* _WHAT THE TASK REQUIRES_:
Take the listing and print it in full, exactly as given.

:: RECORD EXCERPTS ::

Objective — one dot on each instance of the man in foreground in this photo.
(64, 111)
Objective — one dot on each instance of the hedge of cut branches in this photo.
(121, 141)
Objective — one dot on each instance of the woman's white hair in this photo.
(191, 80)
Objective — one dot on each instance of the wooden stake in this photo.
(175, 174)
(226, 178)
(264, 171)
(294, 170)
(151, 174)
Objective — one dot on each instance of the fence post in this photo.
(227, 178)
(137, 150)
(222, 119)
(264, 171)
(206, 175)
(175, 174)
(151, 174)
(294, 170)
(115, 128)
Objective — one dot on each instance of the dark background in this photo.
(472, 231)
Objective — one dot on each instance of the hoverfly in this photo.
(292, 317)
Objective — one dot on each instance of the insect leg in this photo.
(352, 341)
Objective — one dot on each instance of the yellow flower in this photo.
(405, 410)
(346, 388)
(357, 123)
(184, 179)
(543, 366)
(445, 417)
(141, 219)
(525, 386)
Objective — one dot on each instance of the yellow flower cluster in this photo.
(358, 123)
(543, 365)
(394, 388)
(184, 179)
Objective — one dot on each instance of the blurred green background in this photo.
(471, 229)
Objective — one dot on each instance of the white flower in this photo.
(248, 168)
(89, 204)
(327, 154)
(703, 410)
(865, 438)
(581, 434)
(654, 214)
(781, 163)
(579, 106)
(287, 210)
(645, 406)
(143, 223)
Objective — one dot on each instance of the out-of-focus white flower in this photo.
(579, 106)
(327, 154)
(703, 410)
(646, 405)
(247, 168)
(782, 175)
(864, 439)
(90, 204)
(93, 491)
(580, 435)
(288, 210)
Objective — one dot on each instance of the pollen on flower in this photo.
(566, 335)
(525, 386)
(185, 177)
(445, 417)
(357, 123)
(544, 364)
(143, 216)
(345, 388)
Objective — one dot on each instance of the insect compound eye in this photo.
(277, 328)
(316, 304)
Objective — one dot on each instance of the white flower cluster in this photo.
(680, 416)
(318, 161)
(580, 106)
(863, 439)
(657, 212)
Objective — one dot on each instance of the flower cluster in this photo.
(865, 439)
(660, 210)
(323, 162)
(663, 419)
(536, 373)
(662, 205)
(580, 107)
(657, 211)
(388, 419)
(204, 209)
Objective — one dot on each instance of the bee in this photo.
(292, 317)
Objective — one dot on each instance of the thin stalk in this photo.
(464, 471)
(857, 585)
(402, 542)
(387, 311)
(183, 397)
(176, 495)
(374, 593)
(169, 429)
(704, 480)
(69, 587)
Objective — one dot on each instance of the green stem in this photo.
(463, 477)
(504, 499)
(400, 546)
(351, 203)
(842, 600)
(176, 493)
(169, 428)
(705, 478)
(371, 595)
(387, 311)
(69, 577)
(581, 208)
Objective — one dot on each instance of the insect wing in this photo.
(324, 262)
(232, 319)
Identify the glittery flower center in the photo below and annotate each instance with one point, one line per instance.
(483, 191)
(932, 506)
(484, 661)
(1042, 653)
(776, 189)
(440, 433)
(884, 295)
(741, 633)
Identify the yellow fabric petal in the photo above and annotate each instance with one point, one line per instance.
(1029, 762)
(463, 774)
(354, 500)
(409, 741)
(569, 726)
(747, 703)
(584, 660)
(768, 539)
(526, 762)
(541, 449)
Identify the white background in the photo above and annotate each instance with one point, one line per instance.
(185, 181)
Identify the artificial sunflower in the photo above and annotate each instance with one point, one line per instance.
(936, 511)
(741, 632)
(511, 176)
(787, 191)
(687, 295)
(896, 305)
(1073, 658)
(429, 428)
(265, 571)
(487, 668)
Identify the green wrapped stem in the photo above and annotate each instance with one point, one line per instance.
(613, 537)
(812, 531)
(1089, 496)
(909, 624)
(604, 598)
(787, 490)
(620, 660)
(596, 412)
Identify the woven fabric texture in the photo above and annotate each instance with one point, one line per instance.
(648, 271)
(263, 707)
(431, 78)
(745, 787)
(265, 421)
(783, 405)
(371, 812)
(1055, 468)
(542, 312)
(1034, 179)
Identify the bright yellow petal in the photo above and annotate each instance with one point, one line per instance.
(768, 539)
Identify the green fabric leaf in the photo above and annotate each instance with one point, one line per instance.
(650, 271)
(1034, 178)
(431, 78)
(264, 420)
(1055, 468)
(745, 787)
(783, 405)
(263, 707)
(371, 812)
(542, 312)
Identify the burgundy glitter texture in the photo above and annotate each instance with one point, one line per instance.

:::

* _EXERCISE OUTPUT_:
Objective — one dot on each instance of the man in foreground in this photo.
(64, 111)
Objective — one dot on each instance of the hedge of cut branches in this photo.
(121, 141)
Objective — one dot on each instance of the woman's white hair in this photo.
(191, 80)
Objective — one dot on each instance of the wooden stake in this photo.
(175, 174)
(226, 178)
(264, 171)
(294, 170)
(151, 174)
Objective — one dot on each instance of the fence post in this photo.
(227, 178)
(137, 150)
(222, 119)
(264, 171)
(206, 175)
(175, 174)
(151, 174)
(294, 170)
(115, 128)
Objective — one dot on each instance of the dark background in this photo.
(472, 231)
Objective — one dot on each instance of the hoverfly in this photo.
(292, 317)
Objective — one dot on each instance of the insect leg in this photo.
(352, 341)
Objective — one dot on each instance of the yellow flower in this photo.
(405, 410)
(346, 388)
(357, 123)
(184, 179)
(543, 366)
(445, 417)
(141, 219)
(525, 386)
Objective — one dot on each instance of the yellow flower cluster in this photo.
(358, 123)
(543, 365)
(394, 388)
(184, 179)
Objective — one dot on each instance of the blurred green background in this photo.
(471, 229)
Objective — one dot on each instance of the white flower in this photo.
(248, 168)
(89, 204)
(327, 154)
(703, 410)
(865, 438)
(581, 434)
(654, 214)
(781, 163)
(579, 106)
(287, 210)
(645, 406)
(143, 223)
Objective — one dot on each instance of the out-of-focus white flower in this photo.
(579, 106)
(327, 154)
(703, 410)
(646, 405)
(247, 168)
(782, 175)
(864, 439)
(90, 204)
(93, 491)
(580, 435)
(288, 210)
Objective — one dot on each instance of the pollen on flower in this photo.
(566, 335)
(525, 386)
(185, 177)
(445, 417)
(357, 123)
(544, 364)
(143, 216)
(345, 388)
Objective — one dot on each instance of the insect compound eye in this photo.
(277, 328)
(316, 304)
Objective — one dot on each instance of the white flower cluster in this photo.
(680, 416)
(318, 161)
(580, 106)
(863, 439)
(657, 212)
Objective — one dot on each instance of the flower cluster in this photo.
(865, 439)
(660, 210)
(323, 162)
(663, 419)
(536, 373)
(662, 205)
(580, 107)
(657, 211)
(388, 419)
(204, 209)
Objective — one dot on each instance of the bee in this photo.
(292, 317)
Objective — one dot on each instance of the thin stalk in this photo.
(464, 471)
(857, 585)
(402, 542)
(387, 311)
(183, 397)
(176, 495)
(374, 593)
(169, 429)
(704, 480)
(69, 587)
Objective — one dot on each instance of the green stem in this photo.
(463, 477)
(504, 499)
(400, 546)
(351, 203)
(842, 600)
(176, 493)
(169, 428)
(705, 478)
(371, 595)
(387, 311)
(69, 577)
(581, 208)
Objective — one dot on each instance of the insect wing in this photo.
(324, 262)
(232, 319)
Identify the glittery flower center in the photo below and annotate each instance with one point, one line per instance.
(483, 191)
(932, 506)
(484, 661)
(1042, 653)
(776, 189)
(440, 433)
(884, 295)
(741, 633)
Identify the yellow fabric petal in the photo above and annotate each instance with one point, one line per instance.
(1029, 762)
(463, 774)
(354, 500)
(409, 741)
(569, 726)
(747, 703)
(584, 660)
(768, 539)
(526, 762)
(541, 449)
Identify the white background in the photo above and annotate each instance with one point, one line per instance.
(185, 181)
Identify the artificial sunflower in the photo above and annotate each instance with one point, one line per instance.
(936, 511)
(741, 632)
(511, 176)
(787, 191)
(687, 295)
(896, 305)
(1073, 658)
(429, 428)
(265, 571)
(487, 668)
Identify the green wrapped stem in the photo above and annotate each instance with one point, one line per instance.
(613, 537)
(812, 531)
(1089, 496)
(909, 624)
(604, 598)
(787, 490)
(620, 660)
(596, 412)
Identify the woven fabric texture in the photo above and annotate each instance with one point, one line per instance.
(648, 271)
(263, 707)
(431, 78)
(745, 787)
(265, 421)
(783, 405)
(371, 812)
(1055, 468)
(542, 312)
(1034, 179)
Identify the bright yellow petal in the photo above and annotate each instance with one point, one line per instance.
(768, 539)
Identify the green fabric leaf in the photo above and annotate each instance with one point, one line per instance.
(650, 271)
(1034, 178)
(431, 78)
(264, 420)
(1055, 468)
(745, 787)
(783, 405)
(263, 707)
(371, 812)
(542, 312)
Identify the burgundy glitter texture in the photo above and annotate each instance with one point, one line per instance.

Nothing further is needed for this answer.